Describing online videos with text-to-speech narration

Masatomo Kobayashi, Tohru Nagano, Kentarou Fukuda, Hironobu Takagi · 2010 · Proceedings of the 2010 International Cross Disciplinary Conference on Web Accessibility (W4A) · doi:10.1145/1805986.1806025

Summary

This paper from IBM Research Tokyo presents a technology platform that uses text-to-speech (TTS) synthesis to add audio descriptions (AD) to online videos at minimal cost. The system addresses the two main barriers that prevent most online video creators from providing audio descriptions: the expertise needed to write AD scripts that fit within gaps between dialogue, and the requirement for professional narrators and recording studios. By replacing human narration with synthesized speech, the platform reduces AD creation to a text authoring task that non-experts can perform. The architecture consists of three components: a script editor with a visual timeline interface for writing and timing AD sentences, a video player (built as a plugin for the aiBrowser accessible web browser) that synchronizes synthesized narration with video playback, and a metadata repository for storing and sharing AD scripts as external metadata. The script editor displays the original audio waveform to help authors find appropriate insertion points and shows expected TTS duration, supporting an iterative trial-and-error workflow. AD scripts can be synthesized either server-side (for devices with limited computing power) or client-side (when bandwidth is limited).

Set exercise
Name each component of the system architecture described in the summary of the audio description paper.

Data
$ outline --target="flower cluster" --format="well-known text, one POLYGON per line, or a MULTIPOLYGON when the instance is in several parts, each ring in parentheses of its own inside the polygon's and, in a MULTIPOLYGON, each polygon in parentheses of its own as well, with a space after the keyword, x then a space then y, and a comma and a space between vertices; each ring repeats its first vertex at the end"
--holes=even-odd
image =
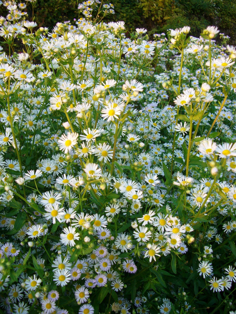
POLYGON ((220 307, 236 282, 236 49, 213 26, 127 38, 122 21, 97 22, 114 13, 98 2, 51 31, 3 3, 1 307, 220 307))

Reply to the task
- A script editor with a visual timeline interface for writing and timing AD sentences
- A video player, built as a plugin for the aiBrowser accessible web browser, that synchronizes synthesized narration with video playback
- A metadata repository for storing and sharing AD scripts as external metadata